PROBLEM STATEMENT
Nothing but the lines from the one with "positive clicks: (112, 52)" through the end of the records below should be written out, and each must match word for word.

EXTRACTED RECORDS
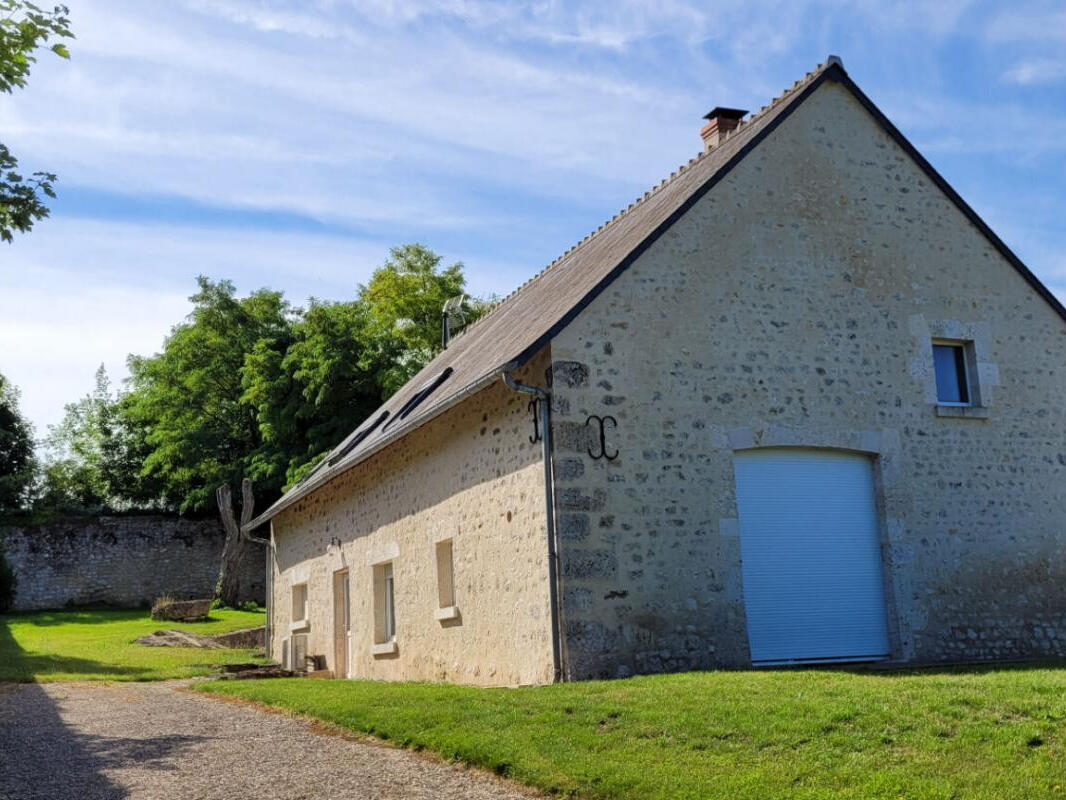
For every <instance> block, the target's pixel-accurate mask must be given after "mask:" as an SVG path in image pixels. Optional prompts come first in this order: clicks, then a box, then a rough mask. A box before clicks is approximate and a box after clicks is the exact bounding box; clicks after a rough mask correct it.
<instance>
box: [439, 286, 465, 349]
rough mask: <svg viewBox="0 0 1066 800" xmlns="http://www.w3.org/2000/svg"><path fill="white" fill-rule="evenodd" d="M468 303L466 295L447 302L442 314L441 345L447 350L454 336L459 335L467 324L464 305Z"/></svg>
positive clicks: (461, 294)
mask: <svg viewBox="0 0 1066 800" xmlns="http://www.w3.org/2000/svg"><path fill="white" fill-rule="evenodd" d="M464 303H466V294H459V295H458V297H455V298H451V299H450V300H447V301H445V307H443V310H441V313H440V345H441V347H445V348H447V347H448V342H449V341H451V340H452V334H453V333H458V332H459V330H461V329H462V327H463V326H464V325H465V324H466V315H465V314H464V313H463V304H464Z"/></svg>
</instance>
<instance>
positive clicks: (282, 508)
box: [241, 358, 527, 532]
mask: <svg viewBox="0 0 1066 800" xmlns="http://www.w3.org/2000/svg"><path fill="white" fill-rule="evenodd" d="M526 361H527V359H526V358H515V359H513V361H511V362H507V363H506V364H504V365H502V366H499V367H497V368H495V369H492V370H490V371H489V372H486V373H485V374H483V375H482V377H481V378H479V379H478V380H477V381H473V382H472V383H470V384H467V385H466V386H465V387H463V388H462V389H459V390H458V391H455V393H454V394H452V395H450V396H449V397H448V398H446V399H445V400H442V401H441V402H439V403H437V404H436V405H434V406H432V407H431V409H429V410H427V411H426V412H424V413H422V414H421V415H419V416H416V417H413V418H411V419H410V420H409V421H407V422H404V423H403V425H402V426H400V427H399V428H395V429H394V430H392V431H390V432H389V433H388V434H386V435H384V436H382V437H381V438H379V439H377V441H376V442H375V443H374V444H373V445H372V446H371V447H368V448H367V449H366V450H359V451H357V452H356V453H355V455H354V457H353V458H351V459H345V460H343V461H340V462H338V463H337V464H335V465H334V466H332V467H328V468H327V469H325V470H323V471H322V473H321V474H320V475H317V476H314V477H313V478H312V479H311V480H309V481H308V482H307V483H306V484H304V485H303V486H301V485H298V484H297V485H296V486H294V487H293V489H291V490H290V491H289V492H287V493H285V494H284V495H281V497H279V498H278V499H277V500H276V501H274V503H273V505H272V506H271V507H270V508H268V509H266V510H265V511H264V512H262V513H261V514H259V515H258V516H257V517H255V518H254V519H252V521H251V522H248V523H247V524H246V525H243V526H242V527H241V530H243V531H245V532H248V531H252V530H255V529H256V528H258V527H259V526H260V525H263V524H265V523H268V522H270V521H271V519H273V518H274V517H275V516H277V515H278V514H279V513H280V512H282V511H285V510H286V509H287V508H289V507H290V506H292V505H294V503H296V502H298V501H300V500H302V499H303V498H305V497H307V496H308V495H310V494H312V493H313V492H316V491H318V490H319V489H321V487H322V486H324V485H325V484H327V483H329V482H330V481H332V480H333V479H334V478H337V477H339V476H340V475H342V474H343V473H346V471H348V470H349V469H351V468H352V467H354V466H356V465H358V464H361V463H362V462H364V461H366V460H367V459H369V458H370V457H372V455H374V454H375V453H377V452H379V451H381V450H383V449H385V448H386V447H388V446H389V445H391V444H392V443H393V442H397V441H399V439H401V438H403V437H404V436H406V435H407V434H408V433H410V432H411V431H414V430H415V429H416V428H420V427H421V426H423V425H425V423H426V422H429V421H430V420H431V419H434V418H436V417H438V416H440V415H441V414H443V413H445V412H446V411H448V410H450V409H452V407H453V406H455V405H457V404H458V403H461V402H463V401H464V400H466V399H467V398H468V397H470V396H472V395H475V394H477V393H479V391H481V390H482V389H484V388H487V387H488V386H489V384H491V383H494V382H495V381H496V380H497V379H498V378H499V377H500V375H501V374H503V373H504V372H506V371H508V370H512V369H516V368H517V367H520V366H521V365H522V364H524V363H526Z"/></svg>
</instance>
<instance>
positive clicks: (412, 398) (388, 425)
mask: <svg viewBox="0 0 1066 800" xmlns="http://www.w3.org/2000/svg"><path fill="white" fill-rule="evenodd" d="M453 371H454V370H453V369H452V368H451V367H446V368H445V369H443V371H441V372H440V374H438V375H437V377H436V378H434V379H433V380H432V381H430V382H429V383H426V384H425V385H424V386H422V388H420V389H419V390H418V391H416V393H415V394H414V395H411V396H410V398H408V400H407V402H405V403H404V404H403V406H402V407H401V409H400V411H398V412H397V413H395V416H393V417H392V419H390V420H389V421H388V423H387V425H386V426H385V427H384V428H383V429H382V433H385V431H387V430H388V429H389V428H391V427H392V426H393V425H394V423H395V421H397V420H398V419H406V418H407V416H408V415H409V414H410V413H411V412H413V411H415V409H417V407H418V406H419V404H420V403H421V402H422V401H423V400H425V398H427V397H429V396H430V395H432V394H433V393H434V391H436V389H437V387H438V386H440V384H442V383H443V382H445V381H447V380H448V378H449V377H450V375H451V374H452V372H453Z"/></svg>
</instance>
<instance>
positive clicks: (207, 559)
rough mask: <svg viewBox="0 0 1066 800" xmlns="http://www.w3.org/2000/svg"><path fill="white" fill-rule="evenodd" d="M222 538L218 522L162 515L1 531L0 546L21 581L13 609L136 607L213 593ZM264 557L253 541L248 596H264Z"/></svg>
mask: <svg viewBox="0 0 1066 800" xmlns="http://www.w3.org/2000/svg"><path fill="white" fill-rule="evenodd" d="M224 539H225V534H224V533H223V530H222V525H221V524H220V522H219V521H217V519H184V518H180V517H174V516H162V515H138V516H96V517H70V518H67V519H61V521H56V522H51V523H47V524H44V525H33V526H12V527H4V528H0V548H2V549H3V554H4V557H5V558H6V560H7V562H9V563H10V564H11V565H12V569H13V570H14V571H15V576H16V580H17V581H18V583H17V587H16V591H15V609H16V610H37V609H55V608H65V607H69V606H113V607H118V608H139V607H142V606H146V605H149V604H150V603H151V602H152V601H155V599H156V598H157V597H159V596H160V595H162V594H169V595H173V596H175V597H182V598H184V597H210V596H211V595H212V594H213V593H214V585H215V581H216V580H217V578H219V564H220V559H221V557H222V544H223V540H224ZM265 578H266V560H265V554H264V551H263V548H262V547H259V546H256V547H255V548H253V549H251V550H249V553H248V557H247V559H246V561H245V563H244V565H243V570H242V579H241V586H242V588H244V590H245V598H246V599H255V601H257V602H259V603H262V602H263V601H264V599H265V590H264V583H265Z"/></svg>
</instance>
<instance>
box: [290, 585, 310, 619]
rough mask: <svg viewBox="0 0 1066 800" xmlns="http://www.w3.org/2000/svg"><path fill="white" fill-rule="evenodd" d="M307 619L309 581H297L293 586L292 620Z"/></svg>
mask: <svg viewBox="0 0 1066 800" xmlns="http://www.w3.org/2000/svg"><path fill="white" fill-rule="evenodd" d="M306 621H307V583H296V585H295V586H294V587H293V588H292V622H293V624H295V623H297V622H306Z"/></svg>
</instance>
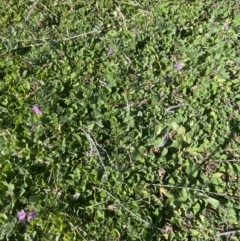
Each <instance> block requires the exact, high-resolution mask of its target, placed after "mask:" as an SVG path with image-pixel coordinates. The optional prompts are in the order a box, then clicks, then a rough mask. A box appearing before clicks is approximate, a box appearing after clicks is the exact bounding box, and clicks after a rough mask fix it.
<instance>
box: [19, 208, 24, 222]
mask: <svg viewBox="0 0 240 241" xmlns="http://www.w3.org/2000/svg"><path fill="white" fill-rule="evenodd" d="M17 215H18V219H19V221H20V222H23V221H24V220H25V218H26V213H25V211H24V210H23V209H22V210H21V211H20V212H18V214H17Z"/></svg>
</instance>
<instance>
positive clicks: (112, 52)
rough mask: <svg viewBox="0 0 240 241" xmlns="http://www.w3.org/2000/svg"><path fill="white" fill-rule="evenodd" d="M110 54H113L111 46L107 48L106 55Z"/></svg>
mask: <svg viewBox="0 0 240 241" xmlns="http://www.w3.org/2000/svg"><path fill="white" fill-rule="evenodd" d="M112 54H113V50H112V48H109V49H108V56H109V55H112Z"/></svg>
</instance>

RESPONSE TO THIS TASK
positive clicks: (112, 52)
rough mask: <svg viewBox="0 0 240 241" xmlns="http://www.w3.org/2000/svg"><path fill="white" fill-rule="evenodd" d="M110 54H113L111 46L107 48L106 55Z"/></svg>
mask: <svg viewBox="0 0 240 241" xmlns="http://www.w3.org/2000/svg"><path fill="white" fill-rule="evenodd" d="M112 54H113V50H112V48H109V49H108V56H109V55H112Z"/></svg>
</instance>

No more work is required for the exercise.